What needs to be done: Would you transcribe all of the data exactly, down to the last character?

[begin Provided records]

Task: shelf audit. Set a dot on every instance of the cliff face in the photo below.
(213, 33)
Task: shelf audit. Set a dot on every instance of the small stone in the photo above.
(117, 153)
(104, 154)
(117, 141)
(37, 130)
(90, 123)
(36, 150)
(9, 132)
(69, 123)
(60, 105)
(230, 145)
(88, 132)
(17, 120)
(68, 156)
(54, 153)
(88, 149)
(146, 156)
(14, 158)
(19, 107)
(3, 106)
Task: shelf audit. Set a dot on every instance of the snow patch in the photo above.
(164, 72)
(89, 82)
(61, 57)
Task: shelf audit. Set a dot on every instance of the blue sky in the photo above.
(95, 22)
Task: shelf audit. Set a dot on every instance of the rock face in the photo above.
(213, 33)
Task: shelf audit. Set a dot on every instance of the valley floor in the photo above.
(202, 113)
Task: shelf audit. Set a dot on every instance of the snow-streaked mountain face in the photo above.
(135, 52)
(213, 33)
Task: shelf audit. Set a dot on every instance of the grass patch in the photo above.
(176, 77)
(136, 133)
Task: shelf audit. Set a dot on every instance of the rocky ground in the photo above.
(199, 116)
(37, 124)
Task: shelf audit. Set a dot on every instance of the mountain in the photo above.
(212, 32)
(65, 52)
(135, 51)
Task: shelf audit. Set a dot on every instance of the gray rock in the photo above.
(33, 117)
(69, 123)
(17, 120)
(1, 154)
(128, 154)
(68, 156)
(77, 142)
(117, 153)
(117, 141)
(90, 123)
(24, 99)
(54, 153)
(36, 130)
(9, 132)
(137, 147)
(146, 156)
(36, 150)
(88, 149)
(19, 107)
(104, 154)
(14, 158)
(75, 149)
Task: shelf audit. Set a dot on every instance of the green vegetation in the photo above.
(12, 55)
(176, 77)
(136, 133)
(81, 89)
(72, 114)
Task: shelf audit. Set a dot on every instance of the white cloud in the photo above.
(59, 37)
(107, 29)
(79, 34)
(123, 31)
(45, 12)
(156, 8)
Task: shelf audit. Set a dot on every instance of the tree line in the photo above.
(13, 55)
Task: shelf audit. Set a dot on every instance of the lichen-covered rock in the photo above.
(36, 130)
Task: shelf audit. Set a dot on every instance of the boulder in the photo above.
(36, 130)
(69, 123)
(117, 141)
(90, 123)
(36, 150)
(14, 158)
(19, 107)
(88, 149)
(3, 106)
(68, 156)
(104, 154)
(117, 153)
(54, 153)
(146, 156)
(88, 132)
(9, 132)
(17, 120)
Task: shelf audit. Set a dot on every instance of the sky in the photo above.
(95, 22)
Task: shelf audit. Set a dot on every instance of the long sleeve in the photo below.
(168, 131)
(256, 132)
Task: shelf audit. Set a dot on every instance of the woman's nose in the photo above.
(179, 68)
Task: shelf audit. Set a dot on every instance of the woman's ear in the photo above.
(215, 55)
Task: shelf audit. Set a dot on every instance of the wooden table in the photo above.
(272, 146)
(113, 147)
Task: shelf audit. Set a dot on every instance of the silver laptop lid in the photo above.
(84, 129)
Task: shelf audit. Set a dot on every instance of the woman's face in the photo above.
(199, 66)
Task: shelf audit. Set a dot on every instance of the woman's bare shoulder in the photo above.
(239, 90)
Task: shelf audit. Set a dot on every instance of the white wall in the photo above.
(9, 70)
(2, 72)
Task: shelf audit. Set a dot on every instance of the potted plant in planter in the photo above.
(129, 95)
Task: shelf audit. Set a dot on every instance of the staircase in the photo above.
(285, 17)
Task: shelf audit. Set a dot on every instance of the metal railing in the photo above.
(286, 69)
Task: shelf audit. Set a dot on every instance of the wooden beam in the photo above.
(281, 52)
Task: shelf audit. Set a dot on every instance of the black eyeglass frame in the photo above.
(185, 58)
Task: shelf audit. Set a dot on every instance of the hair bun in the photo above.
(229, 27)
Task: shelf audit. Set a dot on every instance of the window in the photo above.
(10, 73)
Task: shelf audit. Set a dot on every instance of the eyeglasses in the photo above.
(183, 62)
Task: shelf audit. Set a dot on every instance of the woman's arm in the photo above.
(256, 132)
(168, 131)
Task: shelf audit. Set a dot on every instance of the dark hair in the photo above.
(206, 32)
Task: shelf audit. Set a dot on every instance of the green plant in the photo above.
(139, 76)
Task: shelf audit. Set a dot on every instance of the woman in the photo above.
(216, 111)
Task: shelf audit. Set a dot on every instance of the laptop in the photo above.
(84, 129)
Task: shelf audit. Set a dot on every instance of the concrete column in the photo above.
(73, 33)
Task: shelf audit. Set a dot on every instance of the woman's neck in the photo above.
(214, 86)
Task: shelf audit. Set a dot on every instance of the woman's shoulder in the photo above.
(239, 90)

[end Provided records]

The result:
Task: shelf audit. Set a dot on every instance of the cliff face in the photo below.
(213, 33)
Task: shelf audit. Set a dot on every instance of the small stone in the photo above.
(117, 153)
(104, 154)
(117, 141)
(37, 130)
(90, 123)
(36, 150)
(9, 132)
(69, 123)
(60, 105)
(230, 145)
(88, 132)
(17, 120)
(68, 156)
(54, 153)
(88, 149)
(146, 156)
(14, 158)
(19, 107)
(3, 106)
Task: shelf audit. Set a dot on every instance of the snow patch in the photo above.
(164, 72)
(89, 82)
(61, 57)
Task: shelf audit. Set a dot on every instance of the blue sky in the photo above.
(95, 22)
Task: shelf audit. Set a dot on every instance of the rock face in the photo above.
(213, 33)
Task: shelf audit. Set a dot on every instance of the valley floor in the photo above.
(202, 113)
Task: shelf audit. Set a dot on every instance of the snow-streaked mountain face in the photo above.
(135, 52)
(213, 33)
Task: shelf audit. Set a dot on every instance of the grass patch in the photo above.
(176, 77)
(136, 133)
Task: shelf audit. Set a dot on every instance of the rocky ground in the photo above.
(199, 116)
(37, 124)
Task: shelf audit. Set a dot on every instance of the mountain in the photo above.
(212, 32)
(65, 52)
(135, 51)
Task: shelf audit. Set a dot on every instance of the gray rock in the photo above.
(33, 117)
(69, 123)
(17, 120)
(1, 154)
(128, 154)
(68, 156)
(77, 142)
(117, 153)
(117, 141)
(90, 123)
(24, 99)
(54, 153)
(36, 130)
(9, 132)
(137, 147)
(146, 156)
(36, 150)
(88, 149)
(19, 107)
(104, 154)
(14, 158)
(75, 149)
Task: shelf audit. Set a dot on every instance of the green vegetation in the photo above.
(12, 55)
(176, 77)
(136, 133)
(81, 89)
(72, 114)
Task: shelf audit. Set a dot on every instance of the white cloud in the photo above.
(59, 37)
(107, 29)
(79, 34)
(123, 31)
(45, 12)
(156, 8)
Task: shelf audit. Set a dot on every instance of the tree line in the photo above.
(13, 55)
Task: shelf audit. Set a dot on every instance of the lichen-covered rock in the photo above.
(36, 130)
Task: shelf audit. Set a dot on every instance of the boulder in the photo above.
(36, 130)
(69, 123)
(117, 141)
(90, 123)
(36, 150)
(14, 158)
(19, 107)
(88, 149)
(3, 106)
(68, 156)
(104, 154)
(117, 153)
(54, 153)
(146, 156)
(88, 132)
(9, 132)
(17, 120)
Task: shelf audit. Set a dot on every instance of the sky in the photo above.
(95, 22)
Task: shelf audit. Set a dot on every instance of the long sleeve in the photo below.
(168, 131)
(256, 132)
Task: shelf audit. Set a dot on every instance of the woman's nose in the photo above.
(179, 68)
Task: shelf audit. Set a dot on every instance of the woman's ear in the photo above.
(215, 55)
Task: shelf audit. Set a dot on every instance of the wooden table in the photo above.
(272, 146)
(113, 147)
Task: shelf audit. Set a dot on every instance of the silver laptop lid in the photo above.
(84, 129)
Task: shelf audit. Set a dot on every instance of the woman's face in the photo above.
(199, 66)
Task: shelf audit. Set a dot on every instance of the woman's bare shoulder in the photo above.
(239, 90)
Task: shelf audit. Set a dot on every instance of the white wall in the photo above.
(9, 70)
(2, 72)
Task: shelf audit. Set a dot on every instance of the potted plant in planter in the photo above.
(129, 95)
Task: shelf audit. Set a dot on every instance of the staircase in the photo above.
(285, 17)
Task: shelf audit. Set a dot on every instance of the metal railing in the photo above.
(286, 69)
Task: shelf audit. Set a dot on every instance of the wooden beam in the photo above.
(281, 52)
Task: shelf audit. Set a dot on every instance of the black eyeglass frame in the photo above.
(185, 58)
Task: shelf audit. Set a dot on every instance of the hair bun in the photo above.
(229, 27)
Task: shelf audit. Set a dot on every instance of the window in the photo above.
(10, 73)
Task: shelf audit. Set a dot on every instance of the eyeglasses in the photo above.
(183, 62)
Task: shelf audit. Set a dot on every instance of the woman's arm in the photo above.
(256, 132)
(168, 131)
Task: shelf audit. Set a dot on every instance of the dark hair in the photo above.
(206, 32)
Task: shelf audit. Set a dot on every instance of the green plant in the photo above.
(139, 76)
Task: shelf audit. Set a dot on every instance of the woman in the photo above.
(216, 111)
Task: shelf audit. Set a dot on every instance of the laptop in the photo above.
(84, 129)
Task: shelf audit. Set a dot on every instance of the concrete column in the photo above.
(73, 33)
Task: shelf audit. Set a dot on every instance of the woman's neck in the photo above.
(214, 86)
Task: shelf audit. Set a dot on every instance of the woman's shoulder in the photo above.
(239, 90)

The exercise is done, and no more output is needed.